Page extract:
↓

Gardeners’ delight: Heronswood at Dromana, home to the Diggers Club, is holding a harvest festival, the first since a fire razed the property’s cafe two years ago. Picture: Yanni
Gardeners’ delight: Heronswood at Dromana, home to the Diggers Club, is holding a harvest festival, the first since a fire razed the property’s cafe two years ago. Picture: Yanni
Prized produce: Robyn Schuurman, Robyn Fox and Brayden Logan – Gusti with a basketful of some of Heronswood’s current crop. Picture: Yanni

IT HAS been two years since fire destroyed the cafe at Heronswood in Dromana, but owners Clive and Penny Blazey and their team, are back in full swing with the first festival of the year this week.

The Heronswood Harvest Festival will celebrate the heirloom harvest at the home of the Diggers Club, acknowledged as one of Victoria’s most beautiful gardens and elegant historical homes.

The festival will run over two days, 9am-5pm Saturday and Sunday, including free gardening workshops, garden tours and a tomato taste test.

“Visitors can enjoy a relaxing lunch on the pool lawn showcasing seasonal produce from our kitchen garden teamed with local wines, handcrafted beer and cider and local coffee too good to resist,” education manager Talie Kenyon said. ”We will be having local produce stalls with locally grown Ridge Estate olives, Springview Farm delicious preserves and cookies, Kate Macindoe nature-inspired handmade jewellery, Sara Dingwall beautiful hand-blown glass seed pendants and jewellery, and Little River terrariums to name a few. We also have local wines and beers.”

Clive and Penny Blazey bought Heronswood in 1983, five years after starting the Diggers Club.

“Soon they had created the heirloom seeds and introduced them to Australian gardeners in 1991. They started the historic home, and used it as the family home and worked to preserve the history of the building,” Ms Kenyon said.

↑

Directions:
(1) According to the Heronswood article, in what year did Clive and Penny Blazey buy Heronswood?
(2) Quote the Heronswood article word for word from "IT HAS been" to "year this week.".
(3) Continue the Heronswood article from its last sentence.

Stored data:

↓

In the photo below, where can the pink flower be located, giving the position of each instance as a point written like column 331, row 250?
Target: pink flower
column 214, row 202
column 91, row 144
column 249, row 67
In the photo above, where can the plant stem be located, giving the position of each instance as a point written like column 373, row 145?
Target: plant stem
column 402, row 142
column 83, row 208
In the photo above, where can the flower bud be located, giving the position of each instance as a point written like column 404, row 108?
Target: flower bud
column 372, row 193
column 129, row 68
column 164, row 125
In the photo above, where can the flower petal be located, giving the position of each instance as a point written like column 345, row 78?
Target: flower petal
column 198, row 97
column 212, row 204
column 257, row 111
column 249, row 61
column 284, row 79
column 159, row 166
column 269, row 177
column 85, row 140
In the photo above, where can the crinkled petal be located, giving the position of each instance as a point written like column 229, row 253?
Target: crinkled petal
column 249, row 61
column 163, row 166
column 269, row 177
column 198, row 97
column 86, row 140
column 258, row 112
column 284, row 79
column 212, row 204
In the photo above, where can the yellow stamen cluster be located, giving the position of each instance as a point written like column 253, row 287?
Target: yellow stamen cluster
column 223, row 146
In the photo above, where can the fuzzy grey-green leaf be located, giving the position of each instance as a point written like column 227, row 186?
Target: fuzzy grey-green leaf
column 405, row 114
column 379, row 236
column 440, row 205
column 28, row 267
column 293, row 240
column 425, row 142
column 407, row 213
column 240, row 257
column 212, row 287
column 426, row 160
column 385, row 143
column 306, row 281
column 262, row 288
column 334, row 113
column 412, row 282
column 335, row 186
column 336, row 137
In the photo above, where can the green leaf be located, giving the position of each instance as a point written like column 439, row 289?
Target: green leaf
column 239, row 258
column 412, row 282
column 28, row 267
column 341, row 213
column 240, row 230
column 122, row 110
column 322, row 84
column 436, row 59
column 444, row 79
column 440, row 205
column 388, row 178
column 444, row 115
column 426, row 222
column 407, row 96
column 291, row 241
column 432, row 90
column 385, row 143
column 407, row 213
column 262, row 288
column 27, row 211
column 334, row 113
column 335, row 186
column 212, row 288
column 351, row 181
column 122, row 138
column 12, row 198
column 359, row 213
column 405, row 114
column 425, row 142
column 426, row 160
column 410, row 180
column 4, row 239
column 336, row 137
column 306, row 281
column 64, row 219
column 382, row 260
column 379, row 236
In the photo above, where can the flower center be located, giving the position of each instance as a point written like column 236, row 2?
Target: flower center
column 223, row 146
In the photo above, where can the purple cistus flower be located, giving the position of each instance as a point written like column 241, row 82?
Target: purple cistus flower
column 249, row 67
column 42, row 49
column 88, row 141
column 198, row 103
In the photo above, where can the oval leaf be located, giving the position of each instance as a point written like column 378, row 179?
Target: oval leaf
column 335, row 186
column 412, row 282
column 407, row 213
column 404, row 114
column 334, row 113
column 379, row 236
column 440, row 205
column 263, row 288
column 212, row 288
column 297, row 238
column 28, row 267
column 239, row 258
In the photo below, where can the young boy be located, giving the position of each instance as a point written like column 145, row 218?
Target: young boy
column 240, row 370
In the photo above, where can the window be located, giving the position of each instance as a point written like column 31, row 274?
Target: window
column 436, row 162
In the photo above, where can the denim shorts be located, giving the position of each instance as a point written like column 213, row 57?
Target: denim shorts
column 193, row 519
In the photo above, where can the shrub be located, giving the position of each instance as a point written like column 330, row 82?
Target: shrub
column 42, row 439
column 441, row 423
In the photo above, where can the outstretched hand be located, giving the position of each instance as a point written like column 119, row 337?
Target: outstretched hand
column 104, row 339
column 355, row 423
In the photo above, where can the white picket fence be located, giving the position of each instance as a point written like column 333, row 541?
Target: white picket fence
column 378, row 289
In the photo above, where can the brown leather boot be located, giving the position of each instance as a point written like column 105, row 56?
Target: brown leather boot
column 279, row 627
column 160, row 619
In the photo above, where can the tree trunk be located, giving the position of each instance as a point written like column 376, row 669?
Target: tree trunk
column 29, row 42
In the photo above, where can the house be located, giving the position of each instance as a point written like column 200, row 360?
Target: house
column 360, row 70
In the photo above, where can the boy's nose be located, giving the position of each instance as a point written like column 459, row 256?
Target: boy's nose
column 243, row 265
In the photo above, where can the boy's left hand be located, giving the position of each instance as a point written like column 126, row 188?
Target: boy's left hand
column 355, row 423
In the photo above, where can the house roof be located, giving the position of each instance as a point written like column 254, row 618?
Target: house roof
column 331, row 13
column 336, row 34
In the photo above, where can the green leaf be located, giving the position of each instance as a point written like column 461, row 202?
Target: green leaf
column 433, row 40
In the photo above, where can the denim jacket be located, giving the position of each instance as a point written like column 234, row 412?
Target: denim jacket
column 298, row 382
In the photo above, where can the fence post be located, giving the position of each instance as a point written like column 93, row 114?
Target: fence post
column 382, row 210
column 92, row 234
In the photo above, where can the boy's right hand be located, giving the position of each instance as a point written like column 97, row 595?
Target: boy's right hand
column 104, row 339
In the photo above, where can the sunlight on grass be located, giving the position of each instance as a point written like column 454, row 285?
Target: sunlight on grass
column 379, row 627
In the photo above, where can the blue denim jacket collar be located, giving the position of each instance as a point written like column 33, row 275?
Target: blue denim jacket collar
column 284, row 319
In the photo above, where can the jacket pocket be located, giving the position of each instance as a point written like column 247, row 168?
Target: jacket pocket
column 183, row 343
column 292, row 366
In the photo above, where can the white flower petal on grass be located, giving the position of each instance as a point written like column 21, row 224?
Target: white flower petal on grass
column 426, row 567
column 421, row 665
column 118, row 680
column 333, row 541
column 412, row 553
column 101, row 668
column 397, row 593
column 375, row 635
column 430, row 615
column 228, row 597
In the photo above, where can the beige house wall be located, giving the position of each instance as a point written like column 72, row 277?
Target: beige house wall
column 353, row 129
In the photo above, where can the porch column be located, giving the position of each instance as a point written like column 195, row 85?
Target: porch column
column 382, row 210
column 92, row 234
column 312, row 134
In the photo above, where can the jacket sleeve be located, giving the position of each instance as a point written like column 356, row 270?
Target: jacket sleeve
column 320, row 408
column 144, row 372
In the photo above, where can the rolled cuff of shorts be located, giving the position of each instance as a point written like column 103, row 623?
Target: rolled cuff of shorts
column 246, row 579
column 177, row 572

↑

Answers to the exercises:
(1) 1983

(2)
IT HAS been two years since fire destroyed the cafe at Heronswood in Dromana, but owners Clive and Penny Blazey and their team, are back in full swing with the first festival of the year this week.

(3)
They have gifted ownership of the garden company along with family-owned properties Heronswood and St Erth to the garden and environment trust that they established late in 2011.

“We established the Diggers Garden and Environment Trust to ensure that the work we’ve done over the past 34 years in preserving historic gardens and houses as well as the best garden traditions through education will continue forever,” Clive Blazey said.

“The public’s support has ensured that Diggers has succeeded and grown into Australia’s largest gardening club. It’s now time to make the transformation from a private family owned business into a not-for-profit garden charity somewhat like the National Trust, but firmly anchored in gardening, education and heritage buildings.”

The Diggers Club was established by Blazey in 1978 with the view to supplying unusual plants and heirloom seeds by mail order to gardeners around Australia.

The Heronswood Harvest Festival, 9am-5pm Saturday 12 March and Sunday 13 March, 105 Latrobe Pde, Dromana. Call 5984 7321.

First published in the Southern Peninsula News – 8 March 2016

Share.

Comments are closed.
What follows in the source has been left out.